_GIVEN TEXT_
BEGIN
Acknowledging the idea would be "controversial", Mr Reid declared yesterday that radical changes were necessary to the Geneva Convention, that there should be a right to carry out pre-emptive strikes on a perceived threat and that intervention should be allowed in another sovereign country to save its people from internal repression.
He maintained that the alterations were necessary to counter terrorist organisations which were capable of carrying out devastating attacks while ignoring laws which governments have to abide by.
Critics claimed, however, that such "reforms" would herald a slide towards draconian actions by the Government, such as practised by the Bush administration at Guantanamo Bay, hitherto held to be illegal by British courts.
It would also have provided another excuse for invading Iraq in the light of the Government's failure to prove that Saddam Hussein was producing weapons of mass destruction.
END
_GIVEN INSTRUCTION A_
List the three things Mr Reid declared yesterday in the Geneva Convention passage, each one introduced by the word "that".
_GIVEN INSTRUCTION B_
Please output the Geneva Convention passage word for word, beginning at the words "Acknowledging the idea" and stopping after "from internal repression.".
_GIVEN INSTRUCTION C_
Continue the Geneva Convention passage from its last sentence.

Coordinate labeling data
BEGIN
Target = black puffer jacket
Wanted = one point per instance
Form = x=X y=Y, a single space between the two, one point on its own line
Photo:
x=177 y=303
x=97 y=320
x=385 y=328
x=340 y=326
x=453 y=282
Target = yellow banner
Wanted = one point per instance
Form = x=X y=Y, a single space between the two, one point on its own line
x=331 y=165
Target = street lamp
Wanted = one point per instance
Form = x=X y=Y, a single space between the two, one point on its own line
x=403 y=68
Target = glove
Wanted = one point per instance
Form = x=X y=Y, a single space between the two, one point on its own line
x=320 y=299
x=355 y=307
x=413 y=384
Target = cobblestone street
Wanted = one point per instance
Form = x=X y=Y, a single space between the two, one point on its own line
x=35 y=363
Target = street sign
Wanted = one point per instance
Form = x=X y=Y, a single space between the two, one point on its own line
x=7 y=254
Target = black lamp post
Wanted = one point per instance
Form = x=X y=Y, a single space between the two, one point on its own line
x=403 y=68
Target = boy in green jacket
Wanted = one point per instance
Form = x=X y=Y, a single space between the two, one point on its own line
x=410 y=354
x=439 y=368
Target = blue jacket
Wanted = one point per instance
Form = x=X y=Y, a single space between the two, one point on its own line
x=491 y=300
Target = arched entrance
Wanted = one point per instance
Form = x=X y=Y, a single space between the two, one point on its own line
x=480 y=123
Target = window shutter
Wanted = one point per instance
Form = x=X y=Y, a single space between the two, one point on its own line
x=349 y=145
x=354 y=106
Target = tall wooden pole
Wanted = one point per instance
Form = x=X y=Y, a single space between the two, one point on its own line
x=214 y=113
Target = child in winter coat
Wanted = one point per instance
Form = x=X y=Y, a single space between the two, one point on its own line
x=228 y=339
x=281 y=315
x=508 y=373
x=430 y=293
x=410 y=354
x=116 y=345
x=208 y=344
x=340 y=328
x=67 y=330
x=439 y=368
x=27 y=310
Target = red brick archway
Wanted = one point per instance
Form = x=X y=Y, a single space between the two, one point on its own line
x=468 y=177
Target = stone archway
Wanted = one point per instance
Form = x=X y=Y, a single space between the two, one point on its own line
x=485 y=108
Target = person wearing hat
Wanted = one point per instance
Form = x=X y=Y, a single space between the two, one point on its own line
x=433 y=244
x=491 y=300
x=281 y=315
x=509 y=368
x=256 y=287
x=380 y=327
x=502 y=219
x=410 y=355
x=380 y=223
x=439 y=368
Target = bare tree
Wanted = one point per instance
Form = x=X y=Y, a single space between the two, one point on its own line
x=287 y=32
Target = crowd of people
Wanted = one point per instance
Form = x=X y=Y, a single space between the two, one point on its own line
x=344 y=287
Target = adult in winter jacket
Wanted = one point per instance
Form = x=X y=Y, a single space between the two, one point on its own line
END
_RESPONSE A_
- radical changes were necessary to the Geneva Convention
- there should be a right to carry out pre-emptive strikes on a perceived threat
- intervention should be allowed in another sovereign country to save its people from internal repression

_RESPONSE B_
Acknowledging the idea would be "controversial", Mr Reid declared yesterday that radical changes were necessary to the Geneva Convention, that there should be a right to carry out pre-emptive strikes on a perceived threat and that intervention should be allowed in another sovereign country to save its people from internal repression.

_RESPONSE C_
More immediately the changes would allow military strikes against installations in Iran, suspected of attempting to manufacture nuclear weapons, which government ministers privately say will breach current international laws.
Mr Reid said "We risk trying to fight a 21st century conflict with 20th century rules which, when they were devised, did not contemplate the type of enemy which is now extant.
"The laws of the 20th century placed constraints on us all which enhanced peace and protected liberty. We must ask ourselves whether, as the new century begins, they will do the same. We now have to cope with a deliberate regression towards barbaric terrorism by our opponents. The legal constraints upon us have to be set against an enemy that adheres to no constraints whatsoever."
On the question of confronting regimes brutalising their own people, Mr Reid received an element of support from shadow Foreign Secretary William Hague. Mr Hague, on a visit to Darfur, said the international community must do more to provide "protection and security" for the people of the Sudanese province.